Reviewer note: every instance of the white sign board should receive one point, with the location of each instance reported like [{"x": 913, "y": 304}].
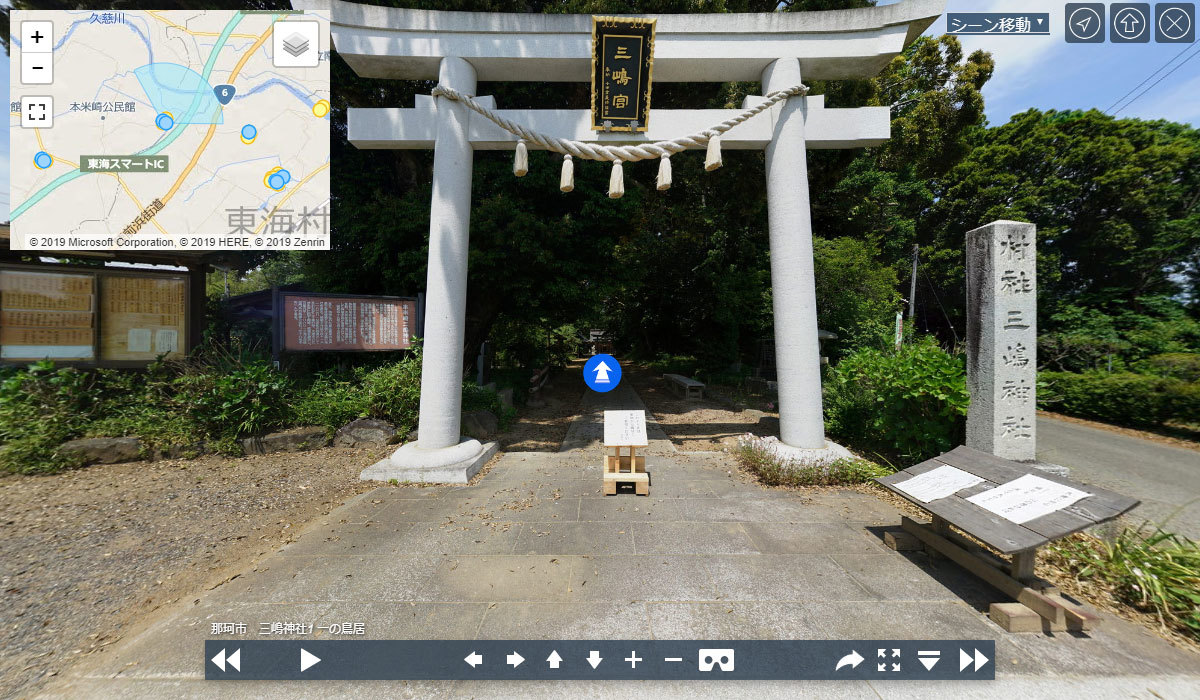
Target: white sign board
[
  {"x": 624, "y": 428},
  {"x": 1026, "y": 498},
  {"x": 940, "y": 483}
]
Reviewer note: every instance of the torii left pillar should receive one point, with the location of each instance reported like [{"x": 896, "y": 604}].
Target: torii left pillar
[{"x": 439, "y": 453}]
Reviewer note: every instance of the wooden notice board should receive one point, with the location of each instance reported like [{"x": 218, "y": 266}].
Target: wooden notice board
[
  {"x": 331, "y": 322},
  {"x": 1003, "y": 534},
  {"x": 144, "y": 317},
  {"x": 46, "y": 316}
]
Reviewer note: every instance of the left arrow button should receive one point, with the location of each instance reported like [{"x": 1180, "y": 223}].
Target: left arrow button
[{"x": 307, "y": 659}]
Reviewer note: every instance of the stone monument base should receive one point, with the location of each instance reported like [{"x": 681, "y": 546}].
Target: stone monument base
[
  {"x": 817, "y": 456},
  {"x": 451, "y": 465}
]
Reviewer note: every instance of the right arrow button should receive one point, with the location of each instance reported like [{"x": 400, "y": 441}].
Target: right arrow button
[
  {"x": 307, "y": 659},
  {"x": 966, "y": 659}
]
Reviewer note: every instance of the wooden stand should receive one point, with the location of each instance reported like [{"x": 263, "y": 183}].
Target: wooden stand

### Task prompt
Please return all lines from the records that hold the word "should".

### Result of this exercise
Reviewer note: every instance of the white sign board should receive one point, with the location of each instance reported like [{"x": 913, "y": 304}].
Reviewer note: every instance of the torii left pillar should receive one point, with the location of each instance reported like [{"x": 896, "y": 604}].
Reviewer note: every instance of the wooden notice board should receive one point, with the location of each instance reported like [{"x": 218, "y": 266}].
Reviewer note: every instance of the left arrow button should receive one point, with the location of each instance reported like [{"x": 1180, "y": 223}].
Reviewer note: every instance of the stone monument base should receive one point, with the location of each instance reported like [{"x": 681, "y": 546}].
Reviewer note: every instance of the right arrow button should receive one point, with the location of each instance reported like [{"x": 400, "y": 441}].
Reviewer note: every instance of the wooden stand should receive one point, with the location of each instance reported like [{"x": 263, "y": 183}].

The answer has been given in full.